The species is mainly South African, occurring from the coastal fynbos in the region of the Cape Peninsula in the west, along the south coast and north into tropical East Africa.

==Reproduction and ecology==
O. compressa is a tough and adaptable plant. It can withstand frost, heat and winds. It grows fast and survives in poor, sandy soils, even in coastal dunes, where it may play a significant role as a windbreak and in binding sand. Being monoecious, and with bisexual flowers, and both cross-pollinating and self-fertile, the species produces fertile seeds prolifically. It begins to bear fruit when quite young, and it seeds plentifully practically throughout the year. The fruit attracts a range of birds and mammals that spread the seed effectively.

Like many members of the family Santalaceae, it exploits a facultative hemiparasitic ecological strategy to supplement its nutrient supplies, especially in dry conditions or poor soils. Its roots form haustoria that tap into the roots of nearby plants and extract their sap. Although these plants can grow without a host, this habit helps them to flourish in relatively poor coastal sands, and they need hosts if they are to grow at their best. In this respect, O. compressa resembles some other hemiparasites in related families such as Nuytsia floribunda in the Loranthaceae.

Being parasitic does not protect O. compressa from other parasites; several species of mistletoe in the genus Viscum (currently recognised as members of the same family as Osyris) often parasitise its branches. Also, given it is a root parasite, it in turn may be host to another root parasite in the same family, Thesidium fragile, and possibly related species. It is not clear which, if either, of these rival root parasites benefits from the other when their roots meet.

Being a densely leaved shrub with plentiful, if inconspicuous, flowers and edible fruit, O. compressa is of importance as a shelter and food plant for many animals. Of these probably the best-known is the butterfly Mylothris agathina, a member of the family Pieridae.

WORK INSTRUCTIONS:
A - Sum up the passage on O. compressa in two sentences.
B - According to the passage on O. compressa, which animal is probably the best-known of those that rely on the shrub for shelter and food?
C - Pick up the passage on O. compressa right after its final sentence and keep writing.

[Saved data entries]

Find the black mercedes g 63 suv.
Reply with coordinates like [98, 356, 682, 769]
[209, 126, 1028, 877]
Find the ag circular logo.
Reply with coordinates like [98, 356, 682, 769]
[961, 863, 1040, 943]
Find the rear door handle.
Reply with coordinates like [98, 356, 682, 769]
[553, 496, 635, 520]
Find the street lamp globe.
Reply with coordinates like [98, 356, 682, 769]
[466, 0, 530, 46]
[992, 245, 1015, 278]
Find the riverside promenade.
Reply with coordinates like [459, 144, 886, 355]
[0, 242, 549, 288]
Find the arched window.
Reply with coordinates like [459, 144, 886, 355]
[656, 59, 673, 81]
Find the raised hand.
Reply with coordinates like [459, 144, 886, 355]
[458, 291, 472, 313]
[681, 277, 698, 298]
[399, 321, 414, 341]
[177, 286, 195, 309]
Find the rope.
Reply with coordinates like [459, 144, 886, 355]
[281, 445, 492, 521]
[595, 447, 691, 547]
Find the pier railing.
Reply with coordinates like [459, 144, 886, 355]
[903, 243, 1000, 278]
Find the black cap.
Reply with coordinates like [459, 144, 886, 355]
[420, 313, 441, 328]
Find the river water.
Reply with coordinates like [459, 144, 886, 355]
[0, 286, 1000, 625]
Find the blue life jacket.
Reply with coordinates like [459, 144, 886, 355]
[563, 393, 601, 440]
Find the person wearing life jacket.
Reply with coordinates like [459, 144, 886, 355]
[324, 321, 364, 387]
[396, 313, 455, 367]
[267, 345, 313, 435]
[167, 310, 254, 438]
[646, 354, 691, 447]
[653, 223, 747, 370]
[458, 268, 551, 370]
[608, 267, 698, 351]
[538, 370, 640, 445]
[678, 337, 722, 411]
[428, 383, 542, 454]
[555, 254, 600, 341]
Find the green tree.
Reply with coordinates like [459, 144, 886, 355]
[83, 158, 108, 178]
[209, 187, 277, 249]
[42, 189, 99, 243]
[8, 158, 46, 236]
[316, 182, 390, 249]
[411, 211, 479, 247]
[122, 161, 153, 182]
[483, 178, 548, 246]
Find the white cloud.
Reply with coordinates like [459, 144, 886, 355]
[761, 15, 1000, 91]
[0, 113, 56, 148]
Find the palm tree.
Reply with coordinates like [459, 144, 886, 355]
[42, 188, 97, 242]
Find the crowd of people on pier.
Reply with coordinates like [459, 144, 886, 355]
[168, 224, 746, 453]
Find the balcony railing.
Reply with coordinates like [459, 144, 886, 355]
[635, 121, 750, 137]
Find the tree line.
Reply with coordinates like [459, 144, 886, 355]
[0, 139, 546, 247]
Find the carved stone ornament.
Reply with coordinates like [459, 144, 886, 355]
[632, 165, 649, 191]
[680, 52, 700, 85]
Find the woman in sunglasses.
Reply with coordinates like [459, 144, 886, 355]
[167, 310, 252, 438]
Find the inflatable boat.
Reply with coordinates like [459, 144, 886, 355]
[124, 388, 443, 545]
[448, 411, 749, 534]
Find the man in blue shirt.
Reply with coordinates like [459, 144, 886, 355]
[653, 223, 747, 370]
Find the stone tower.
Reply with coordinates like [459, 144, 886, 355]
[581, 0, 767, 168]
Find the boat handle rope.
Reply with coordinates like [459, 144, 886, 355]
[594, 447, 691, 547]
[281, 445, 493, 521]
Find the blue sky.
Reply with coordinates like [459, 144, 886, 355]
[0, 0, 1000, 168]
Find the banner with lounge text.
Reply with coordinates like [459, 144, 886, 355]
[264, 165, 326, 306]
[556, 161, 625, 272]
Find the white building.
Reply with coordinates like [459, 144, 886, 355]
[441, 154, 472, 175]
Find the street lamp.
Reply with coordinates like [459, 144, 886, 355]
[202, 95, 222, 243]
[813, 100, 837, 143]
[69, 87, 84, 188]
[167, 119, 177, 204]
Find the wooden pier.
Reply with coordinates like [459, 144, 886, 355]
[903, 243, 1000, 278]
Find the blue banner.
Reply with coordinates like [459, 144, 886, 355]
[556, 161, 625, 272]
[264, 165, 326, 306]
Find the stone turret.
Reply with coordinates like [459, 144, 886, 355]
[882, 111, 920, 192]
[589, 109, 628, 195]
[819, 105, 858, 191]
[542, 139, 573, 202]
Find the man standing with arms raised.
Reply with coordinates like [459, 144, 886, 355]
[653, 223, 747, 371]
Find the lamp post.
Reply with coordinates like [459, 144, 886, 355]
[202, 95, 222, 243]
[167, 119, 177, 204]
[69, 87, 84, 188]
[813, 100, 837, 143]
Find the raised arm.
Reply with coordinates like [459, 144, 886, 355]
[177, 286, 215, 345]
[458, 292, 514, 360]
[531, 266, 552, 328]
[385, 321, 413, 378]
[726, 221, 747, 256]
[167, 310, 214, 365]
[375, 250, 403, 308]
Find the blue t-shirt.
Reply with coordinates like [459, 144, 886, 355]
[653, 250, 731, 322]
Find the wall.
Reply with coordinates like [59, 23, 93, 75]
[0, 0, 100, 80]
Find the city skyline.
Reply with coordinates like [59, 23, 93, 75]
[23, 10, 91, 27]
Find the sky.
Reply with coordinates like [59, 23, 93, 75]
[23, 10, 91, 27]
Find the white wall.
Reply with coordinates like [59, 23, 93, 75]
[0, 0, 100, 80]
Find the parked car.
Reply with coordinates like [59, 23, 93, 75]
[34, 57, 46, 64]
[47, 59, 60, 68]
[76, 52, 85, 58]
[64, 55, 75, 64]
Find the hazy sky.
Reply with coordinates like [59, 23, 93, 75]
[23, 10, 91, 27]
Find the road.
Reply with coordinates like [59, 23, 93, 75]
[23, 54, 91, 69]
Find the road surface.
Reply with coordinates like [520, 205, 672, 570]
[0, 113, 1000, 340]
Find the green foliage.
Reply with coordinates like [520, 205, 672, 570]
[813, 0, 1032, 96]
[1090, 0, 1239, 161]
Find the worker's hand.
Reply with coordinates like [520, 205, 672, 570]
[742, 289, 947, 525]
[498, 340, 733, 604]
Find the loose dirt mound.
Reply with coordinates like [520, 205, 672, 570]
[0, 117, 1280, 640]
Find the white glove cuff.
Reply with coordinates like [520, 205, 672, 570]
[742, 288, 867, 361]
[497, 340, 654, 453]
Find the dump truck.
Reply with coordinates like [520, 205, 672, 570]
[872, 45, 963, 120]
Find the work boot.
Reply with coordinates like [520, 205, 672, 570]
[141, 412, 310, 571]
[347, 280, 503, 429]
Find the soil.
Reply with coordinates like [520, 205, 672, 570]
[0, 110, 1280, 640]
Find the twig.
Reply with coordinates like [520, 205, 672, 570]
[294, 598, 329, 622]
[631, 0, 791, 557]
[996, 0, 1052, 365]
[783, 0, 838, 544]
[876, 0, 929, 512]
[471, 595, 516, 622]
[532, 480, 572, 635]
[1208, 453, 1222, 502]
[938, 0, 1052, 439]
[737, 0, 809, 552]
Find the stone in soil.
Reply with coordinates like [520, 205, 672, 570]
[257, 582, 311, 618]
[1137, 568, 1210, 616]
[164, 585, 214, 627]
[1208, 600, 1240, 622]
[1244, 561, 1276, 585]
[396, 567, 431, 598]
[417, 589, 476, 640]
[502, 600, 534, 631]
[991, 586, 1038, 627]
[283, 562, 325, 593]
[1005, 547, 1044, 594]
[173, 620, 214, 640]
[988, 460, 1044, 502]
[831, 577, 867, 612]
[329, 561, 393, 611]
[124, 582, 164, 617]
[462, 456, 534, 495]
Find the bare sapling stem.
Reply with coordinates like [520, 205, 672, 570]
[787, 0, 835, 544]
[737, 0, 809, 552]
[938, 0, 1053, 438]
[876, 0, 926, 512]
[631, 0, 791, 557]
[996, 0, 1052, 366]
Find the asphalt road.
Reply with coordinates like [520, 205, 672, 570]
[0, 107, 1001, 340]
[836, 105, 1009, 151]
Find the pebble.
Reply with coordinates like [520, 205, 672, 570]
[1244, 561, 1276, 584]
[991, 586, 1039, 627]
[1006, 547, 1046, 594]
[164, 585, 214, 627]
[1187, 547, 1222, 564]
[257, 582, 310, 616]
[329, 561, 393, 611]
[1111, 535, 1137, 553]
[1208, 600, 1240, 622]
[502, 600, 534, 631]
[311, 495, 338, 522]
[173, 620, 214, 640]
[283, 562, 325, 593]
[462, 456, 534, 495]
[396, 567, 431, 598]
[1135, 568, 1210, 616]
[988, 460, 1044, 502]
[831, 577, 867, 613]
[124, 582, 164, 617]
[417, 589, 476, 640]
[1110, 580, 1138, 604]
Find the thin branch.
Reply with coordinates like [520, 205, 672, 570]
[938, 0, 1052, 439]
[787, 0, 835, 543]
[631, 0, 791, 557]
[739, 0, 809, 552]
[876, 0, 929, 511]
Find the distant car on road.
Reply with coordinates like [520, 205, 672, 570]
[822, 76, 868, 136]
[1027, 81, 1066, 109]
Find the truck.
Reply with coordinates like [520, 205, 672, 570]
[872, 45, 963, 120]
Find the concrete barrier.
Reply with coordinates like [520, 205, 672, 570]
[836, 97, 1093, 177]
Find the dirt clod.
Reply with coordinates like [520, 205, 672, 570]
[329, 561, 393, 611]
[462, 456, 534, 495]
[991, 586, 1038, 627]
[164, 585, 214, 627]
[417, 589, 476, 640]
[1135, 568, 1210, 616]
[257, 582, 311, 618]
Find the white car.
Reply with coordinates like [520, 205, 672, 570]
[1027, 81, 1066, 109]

RESULTS FOR EACH TASK:
A - O. compressa is a tough, fast-growing shrub found mainly in South Africa that seeds heavily almost all year, and birds and mammals spread its seed. It can also tap the roots of nearby plants for sap, and it serves as shelter and food for many animals.

B - The butterfly Mylothris agathina, a member of the family Pieridae.

C -
==Cultivation==
This plant is popular in coastal gardens as an ornamental. It grows in coastal dunes and because of its vigorous and compact growth habit, it can be shaped into a dense hedge. It also produces attractive multicoloured berries throughout the year that are ornamental and attract frugivorous birds.
Osyris compressa has been grown in programs to stabilize coastal dunes.

The leaves and bark used to be valued for tanning. The wood is high-quality and fine-grained, but the plant seldom produces trunks or limbs large enough for most uses. Although not much active cultivation of the plant occurs, it seems to be of interest as a source of incense and essential oil in much the same way as sandalwood.

The flesh of the berries is edible and formed part of the diet of the local Khoikhoi, both fresh and preserved as the dried pulp. It shows little promise as a popular fruit for westerners, however, having a "tingly sour taste", according to some reports. Others however describe it as "plum-like", and the Afrikaans name pruimbos means "plum bush". An extract from the boiled bark has been used to flavour tea.

Osyris compressa can be propagated by seed.